EXTRACTED ENTRIES —
______________________________
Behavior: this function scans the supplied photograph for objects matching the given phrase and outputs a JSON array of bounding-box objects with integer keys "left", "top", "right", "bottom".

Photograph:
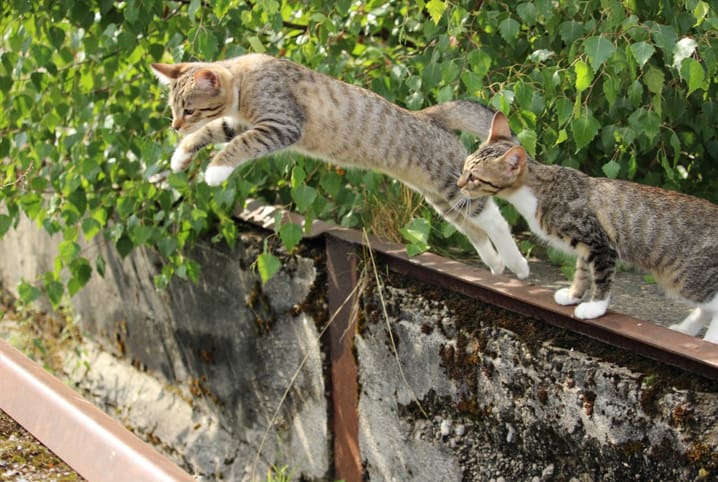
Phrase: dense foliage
______________________________
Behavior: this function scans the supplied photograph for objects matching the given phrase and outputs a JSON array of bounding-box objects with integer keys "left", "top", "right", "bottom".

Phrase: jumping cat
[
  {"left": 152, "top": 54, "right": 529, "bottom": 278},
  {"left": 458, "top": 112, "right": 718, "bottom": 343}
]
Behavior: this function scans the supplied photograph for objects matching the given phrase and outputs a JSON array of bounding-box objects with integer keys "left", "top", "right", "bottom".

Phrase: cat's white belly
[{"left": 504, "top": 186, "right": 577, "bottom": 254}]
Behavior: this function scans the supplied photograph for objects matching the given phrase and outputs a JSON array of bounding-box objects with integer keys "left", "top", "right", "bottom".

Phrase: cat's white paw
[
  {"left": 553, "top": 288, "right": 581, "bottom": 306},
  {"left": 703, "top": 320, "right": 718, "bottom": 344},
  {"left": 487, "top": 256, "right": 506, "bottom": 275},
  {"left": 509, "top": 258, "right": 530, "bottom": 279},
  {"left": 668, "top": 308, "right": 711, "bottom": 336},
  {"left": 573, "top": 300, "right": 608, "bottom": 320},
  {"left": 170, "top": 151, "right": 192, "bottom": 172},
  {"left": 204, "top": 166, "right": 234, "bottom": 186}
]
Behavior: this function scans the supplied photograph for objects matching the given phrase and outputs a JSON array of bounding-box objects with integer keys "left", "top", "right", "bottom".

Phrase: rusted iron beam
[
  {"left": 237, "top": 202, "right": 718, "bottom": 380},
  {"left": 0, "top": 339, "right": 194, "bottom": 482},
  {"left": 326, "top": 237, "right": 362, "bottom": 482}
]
______________________________
EXERCISE TASK — Identify every line in the entries above that contains the word "white", and copy each of those lines. Case counts.

PROBLEM SOLUTION —
Phrase: cat's white belly
Phrase: cat's white paw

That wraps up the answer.